John A. Logan College is a public community college in Carterville, Illinois. It is part of the Illinois Community College System. As of 2016, it had a total enrollment of 4,424 students: 1,990 full- and 2,434 part-time.

History
John A. Logan College was established in 1967 under the Illinois Junior College Act of 1965, enrolled its first students in the fall of 1968, and acquired its permanent campus in 1969. The college is named for John A. Logan, a Civil War general who also, before and after the war, represented Illinois in the United States Congress as a member of both the House before the war, and Senate, after the war.

Academics
The college offers career preparation programs and two-year college transfer curriculum. Logan's transfer curriculum is articulated with Illinois' four-year universities. Online offerings include noncredit courses on topics not normally found in the higher education curriculum.

The college has been accredited since 1972 by the Higher Learning Commission of the North Central Association of Colleges and Schools. In 2008, the Higher Learning Commission approved it to offer an online Associate of Arts degree.

Under its open admissions policy, the college admits students who have graduated from an accredited high school, completed the GED, or are at least 18 years old. Applicants who have not graduated from high school must submit evidence of their ability to do college-level work.

Athletics
Intercollegiate team sports offerings include baseball (men's), basketball (men's and women's), golf (men's and women's), softball (women's), and volleyball (women's). College teams compete in the Great Rivers Athletic Conference and Region 24 of the National Junior College Athletic Association. The college mascot is the "Volunteers."

**Written instruction 1:**
Extract every line of the records that contains the string "sign".
The passage on John A. Logan College has no connection to the records.

**Material shown:**
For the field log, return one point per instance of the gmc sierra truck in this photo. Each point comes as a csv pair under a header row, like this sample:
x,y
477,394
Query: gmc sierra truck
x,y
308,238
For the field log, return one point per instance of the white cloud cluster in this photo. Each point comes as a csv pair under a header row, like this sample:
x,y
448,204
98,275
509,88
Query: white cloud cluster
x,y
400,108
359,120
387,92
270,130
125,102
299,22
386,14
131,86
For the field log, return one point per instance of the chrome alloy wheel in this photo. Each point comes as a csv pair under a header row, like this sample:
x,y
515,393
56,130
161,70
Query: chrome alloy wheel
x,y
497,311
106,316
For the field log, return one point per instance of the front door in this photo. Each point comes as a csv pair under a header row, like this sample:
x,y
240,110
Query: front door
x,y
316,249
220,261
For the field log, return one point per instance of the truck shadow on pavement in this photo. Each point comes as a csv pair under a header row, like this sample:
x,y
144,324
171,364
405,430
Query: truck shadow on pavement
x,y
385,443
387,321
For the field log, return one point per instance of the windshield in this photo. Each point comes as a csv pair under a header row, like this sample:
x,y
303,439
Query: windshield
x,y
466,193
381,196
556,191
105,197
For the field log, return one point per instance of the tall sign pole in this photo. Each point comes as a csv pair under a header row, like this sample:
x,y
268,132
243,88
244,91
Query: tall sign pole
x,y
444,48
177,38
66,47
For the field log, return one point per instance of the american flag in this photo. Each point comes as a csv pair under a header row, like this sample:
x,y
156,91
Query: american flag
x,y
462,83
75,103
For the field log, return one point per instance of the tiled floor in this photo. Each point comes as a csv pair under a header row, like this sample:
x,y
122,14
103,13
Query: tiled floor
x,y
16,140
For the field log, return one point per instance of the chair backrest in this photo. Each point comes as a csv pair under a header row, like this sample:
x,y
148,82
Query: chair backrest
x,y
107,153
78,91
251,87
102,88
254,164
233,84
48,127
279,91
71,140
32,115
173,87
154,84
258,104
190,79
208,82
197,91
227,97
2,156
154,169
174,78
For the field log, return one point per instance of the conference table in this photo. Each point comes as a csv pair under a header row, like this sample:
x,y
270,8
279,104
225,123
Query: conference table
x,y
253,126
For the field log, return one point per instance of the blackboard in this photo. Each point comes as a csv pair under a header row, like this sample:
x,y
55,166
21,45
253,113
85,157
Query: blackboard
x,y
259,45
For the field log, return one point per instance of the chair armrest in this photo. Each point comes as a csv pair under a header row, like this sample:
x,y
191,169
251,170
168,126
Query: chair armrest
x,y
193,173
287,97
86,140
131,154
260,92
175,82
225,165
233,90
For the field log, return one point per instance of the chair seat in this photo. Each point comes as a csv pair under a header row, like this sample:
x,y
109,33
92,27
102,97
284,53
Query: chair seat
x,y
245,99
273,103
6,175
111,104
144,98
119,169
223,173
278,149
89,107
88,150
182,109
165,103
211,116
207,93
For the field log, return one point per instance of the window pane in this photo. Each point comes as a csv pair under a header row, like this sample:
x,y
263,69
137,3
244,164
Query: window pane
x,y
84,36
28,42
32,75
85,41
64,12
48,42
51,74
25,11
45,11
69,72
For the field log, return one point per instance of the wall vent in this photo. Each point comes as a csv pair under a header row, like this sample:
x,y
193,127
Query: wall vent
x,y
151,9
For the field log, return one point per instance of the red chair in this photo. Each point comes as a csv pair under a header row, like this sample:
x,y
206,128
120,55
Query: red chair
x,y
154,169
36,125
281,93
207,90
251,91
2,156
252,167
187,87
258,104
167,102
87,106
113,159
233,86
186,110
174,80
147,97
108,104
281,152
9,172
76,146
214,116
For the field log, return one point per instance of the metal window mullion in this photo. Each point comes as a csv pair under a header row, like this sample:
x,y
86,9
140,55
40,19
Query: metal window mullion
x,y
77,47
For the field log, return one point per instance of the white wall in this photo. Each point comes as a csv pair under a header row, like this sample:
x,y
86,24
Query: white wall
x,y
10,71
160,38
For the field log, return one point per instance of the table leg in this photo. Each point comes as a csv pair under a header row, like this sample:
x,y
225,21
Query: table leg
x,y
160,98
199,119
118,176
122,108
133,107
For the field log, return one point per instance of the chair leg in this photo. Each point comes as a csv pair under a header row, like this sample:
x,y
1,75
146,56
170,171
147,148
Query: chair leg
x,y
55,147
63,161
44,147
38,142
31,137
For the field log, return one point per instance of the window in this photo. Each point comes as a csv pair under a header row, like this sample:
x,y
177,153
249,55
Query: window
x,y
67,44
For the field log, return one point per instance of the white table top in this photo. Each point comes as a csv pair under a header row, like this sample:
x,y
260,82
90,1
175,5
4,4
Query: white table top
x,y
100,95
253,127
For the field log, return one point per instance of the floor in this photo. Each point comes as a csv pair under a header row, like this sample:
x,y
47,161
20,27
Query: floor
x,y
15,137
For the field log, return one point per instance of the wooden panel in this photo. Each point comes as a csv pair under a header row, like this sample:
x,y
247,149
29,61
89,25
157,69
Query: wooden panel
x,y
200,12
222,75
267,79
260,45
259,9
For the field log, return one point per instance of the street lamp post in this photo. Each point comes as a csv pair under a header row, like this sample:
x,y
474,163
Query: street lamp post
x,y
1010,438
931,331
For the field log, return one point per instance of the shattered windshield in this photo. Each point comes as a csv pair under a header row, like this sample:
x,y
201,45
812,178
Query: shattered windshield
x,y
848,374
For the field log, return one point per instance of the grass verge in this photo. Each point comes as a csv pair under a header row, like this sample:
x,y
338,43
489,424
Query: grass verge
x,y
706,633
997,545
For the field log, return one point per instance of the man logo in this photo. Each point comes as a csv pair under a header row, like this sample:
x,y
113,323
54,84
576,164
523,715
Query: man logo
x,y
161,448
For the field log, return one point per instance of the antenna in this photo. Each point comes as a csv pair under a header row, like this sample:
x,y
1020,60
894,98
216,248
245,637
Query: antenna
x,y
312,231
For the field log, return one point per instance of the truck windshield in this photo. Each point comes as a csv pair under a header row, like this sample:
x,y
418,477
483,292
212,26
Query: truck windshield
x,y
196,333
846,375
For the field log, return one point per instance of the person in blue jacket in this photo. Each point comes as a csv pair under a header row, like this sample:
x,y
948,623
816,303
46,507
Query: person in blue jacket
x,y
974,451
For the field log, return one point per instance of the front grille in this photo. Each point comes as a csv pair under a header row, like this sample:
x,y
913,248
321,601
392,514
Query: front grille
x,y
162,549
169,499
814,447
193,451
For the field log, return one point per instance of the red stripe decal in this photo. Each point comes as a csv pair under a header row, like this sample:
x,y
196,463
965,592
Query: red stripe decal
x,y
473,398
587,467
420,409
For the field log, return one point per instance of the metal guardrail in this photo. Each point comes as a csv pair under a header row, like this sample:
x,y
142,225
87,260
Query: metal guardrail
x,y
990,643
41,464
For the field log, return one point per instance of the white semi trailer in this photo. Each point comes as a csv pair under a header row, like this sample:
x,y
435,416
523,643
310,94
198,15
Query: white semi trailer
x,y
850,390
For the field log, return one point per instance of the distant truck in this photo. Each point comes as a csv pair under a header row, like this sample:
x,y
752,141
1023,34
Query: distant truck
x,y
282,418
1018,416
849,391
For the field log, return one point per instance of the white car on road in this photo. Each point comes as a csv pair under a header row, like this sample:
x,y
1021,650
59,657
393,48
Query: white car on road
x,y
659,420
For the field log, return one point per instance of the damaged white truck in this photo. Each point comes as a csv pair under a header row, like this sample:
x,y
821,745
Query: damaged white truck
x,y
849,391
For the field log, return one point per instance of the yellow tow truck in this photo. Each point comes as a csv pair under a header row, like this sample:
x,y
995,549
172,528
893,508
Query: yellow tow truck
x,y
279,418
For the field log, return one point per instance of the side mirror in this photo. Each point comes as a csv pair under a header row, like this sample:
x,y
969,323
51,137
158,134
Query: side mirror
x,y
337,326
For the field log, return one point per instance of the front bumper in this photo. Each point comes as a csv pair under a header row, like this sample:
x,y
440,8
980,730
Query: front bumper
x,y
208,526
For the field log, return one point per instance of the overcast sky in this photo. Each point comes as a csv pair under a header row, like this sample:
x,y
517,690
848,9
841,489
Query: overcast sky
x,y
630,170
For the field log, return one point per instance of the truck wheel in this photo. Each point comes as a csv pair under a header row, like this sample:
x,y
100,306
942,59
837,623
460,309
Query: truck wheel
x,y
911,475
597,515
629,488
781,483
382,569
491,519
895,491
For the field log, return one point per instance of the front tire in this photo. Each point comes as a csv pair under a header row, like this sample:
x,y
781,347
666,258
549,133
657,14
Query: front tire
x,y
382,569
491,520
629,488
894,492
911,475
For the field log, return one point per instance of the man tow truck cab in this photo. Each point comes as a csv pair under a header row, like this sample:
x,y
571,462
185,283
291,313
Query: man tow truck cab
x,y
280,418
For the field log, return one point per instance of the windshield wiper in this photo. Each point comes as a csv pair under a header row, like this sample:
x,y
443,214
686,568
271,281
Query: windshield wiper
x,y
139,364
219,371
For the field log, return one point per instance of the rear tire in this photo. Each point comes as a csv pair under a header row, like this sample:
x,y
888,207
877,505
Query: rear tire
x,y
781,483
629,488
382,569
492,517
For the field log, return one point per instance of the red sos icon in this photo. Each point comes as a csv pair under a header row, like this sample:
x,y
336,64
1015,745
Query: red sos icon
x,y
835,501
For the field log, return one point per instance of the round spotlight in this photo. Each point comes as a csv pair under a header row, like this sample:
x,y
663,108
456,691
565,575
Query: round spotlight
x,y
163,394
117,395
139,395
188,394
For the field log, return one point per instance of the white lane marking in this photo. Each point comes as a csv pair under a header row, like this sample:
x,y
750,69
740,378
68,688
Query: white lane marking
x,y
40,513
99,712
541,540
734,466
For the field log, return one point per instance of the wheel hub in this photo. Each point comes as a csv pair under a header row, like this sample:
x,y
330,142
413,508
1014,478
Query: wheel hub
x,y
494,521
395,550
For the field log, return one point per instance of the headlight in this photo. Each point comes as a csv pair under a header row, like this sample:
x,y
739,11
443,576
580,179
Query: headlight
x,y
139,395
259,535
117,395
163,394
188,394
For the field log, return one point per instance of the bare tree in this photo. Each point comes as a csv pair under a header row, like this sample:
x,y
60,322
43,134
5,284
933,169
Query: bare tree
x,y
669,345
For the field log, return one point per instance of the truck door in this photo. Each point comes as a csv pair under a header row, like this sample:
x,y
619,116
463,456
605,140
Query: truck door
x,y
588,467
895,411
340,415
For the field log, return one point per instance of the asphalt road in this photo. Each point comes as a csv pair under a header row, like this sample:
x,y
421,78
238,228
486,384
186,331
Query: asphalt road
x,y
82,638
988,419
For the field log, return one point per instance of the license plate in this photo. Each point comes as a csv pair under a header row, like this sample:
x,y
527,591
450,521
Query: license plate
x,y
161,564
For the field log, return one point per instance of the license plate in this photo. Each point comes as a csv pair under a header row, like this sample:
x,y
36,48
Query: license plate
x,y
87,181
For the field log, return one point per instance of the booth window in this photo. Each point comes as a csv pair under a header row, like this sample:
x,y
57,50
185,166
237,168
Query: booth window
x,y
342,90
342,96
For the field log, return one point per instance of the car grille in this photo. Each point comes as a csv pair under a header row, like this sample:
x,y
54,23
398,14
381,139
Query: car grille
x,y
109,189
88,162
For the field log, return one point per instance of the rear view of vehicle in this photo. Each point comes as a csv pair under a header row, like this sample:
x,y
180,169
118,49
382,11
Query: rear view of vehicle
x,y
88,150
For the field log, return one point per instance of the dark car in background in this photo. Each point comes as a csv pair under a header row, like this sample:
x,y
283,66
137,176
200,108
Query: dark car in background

**Written instruction 2:**
Render this sentence from the passage on John A. Logan College into Spanish: "The college has been accredited since 1972 by the Higher Learning Commission of the North Central Association of Colleges and Schools."

**Written answer 1:**
For the field log, return one point per instance of the tall sign pole in this photo. Each point comes as a csv pair under a header row, like this sample:
Query: tall sign pole

**Written answer 2:**
El colegio universitario está acreditado desde 1972 por la Higher Learning Commission de la North Central Association of Colleges and Schools.